* Instruction *
Copy each of the entries below word for word.

* Records provided *
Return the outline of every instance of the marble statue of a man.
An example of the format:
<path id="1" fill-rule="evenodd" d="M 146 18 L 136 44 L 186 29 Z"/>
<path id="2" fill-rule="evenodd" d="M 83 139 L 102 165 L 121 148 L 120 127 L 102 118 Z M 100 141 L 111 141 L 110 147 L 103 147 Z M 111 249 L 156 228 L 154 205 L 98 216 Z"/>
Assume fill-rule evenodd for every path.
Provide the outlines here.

* Reply to the exercise *
Return the outline of every instance of the marble statue of a man.
An example of the format:
<path id="1" fill-rule="evenodd" d="M 146 18 L 136 44 L 186 29 Z"/>
<path id="2" fill-rule="evenodd" d="M 83 139 L 102 165 L 121 148 L 120 127 L 102 118 Z M 100 141 L 111 141 L 110 147 L 103 147 Z M 111 249 L 156 228 L 154 205 L 98 216 Z"/>
Assume fill-rule evenodd for every path.
Provide the outlines here.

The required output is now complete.